Text passage =
=====
All logical operators will have a schema.  This schema represents the format of 
the
output for that operator.  The schema can be null, which indicates that the 
format of
the output for that operator is unknown.  In general the notion of unknownness 
in a
schema will be contagious.  Take for example:

{{{
A = load 'file1' as (x: int, y: float);
B = load 'file2';
C = cogroup A by x, B by $0;
D = foreach C generate flatten(A), flatten(B);
}}}

A will have a schema, since one is specified for it.  B will not have a schema, 
since
one is not specified.  C will have a schema, because the schema of (co)group is 
always
known.  Note however that in C's schema, the bag A will have a schema, and the 
bag B
will not.  This means that D will not have schema, because the output of 
flatten(B) is
not known.  If D is changed to be `D = foreach C generate flatten(A);` then D 
will
have a schema, since the format of flatten(A) is known.

!LogicalPlan will contain `add` and `removeLogical` operations specificly 
designed for manipulating logical plans.  These will be the only operations 
supported on the plan.

{{{

package org.apache.pig.experimental.logical.relational;

/**
 * LogicalPlan is the logical view of relational operations Pig will execute 
 * for a given script.  Note that it contains only realtional operations.
=====
Extracted entries =
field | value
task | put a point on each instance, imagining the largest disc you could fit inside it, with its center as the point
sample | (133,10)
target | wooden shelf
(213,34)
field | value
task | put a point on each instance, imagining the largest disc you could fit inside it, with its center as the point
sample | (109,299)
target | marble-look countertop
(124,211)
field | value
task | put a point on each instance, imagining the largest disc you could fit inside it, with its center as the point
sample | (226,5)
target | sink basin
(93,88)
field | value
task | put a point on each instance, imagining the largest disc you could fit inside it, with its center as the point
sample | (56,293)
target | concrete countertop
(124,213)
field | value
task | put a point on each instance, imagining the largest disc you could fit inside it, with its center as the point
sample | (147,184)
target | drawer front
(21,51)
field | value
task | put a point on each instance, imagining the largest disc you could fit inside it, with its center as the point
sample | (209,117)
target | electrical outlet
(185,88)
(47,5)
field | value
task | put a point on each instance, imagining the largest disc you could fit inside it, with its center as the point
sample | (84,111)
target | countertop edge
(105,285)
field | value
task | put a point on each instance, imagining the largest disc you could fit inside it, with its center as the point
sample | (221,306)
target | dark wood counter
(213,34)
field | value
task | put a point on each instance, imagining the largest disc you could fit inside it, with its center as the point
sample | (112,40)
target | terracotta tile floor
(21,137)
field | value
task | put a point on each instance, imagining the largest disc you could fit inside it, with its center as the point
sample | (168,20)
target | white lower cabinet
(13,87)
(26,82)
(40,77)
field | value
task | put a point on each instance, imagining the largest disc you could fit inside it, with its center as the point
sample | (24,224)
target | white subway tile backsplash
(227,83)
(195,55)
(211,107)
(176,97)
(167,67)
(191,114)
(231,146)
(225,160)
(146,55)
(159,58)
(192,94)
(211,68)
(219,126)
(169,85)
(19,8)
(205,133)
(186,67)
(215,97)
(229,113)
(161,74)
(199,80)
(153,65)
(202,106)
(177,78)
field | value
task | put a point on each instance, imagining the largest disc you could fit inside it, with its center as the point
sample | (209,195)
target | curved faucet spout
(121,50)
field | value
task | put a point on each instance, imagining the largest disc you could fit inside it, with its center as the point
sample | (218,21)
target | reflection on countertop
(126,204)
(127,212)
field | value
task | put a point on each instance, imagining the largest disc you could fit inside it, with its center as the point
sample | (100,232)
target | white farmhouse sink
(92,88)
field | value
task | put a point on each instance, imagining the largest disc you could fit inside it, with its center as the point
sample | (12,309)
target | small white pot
=====
Instructions for the task =
Answer these questions using the passage on logical operator schemas.
1. What does a null schema indicate about an operator's output?
2. According to the passage, why will C have a schema?
3. Which two operations will LogicalPlan contain for manipulating logical plans?

Task answer =
1. It indicates that the format of the output for that operator is unknown.
2. C will have a schema because the schema of (co)group is always known.
3. It will contain the `add` and `removeLogical` operations.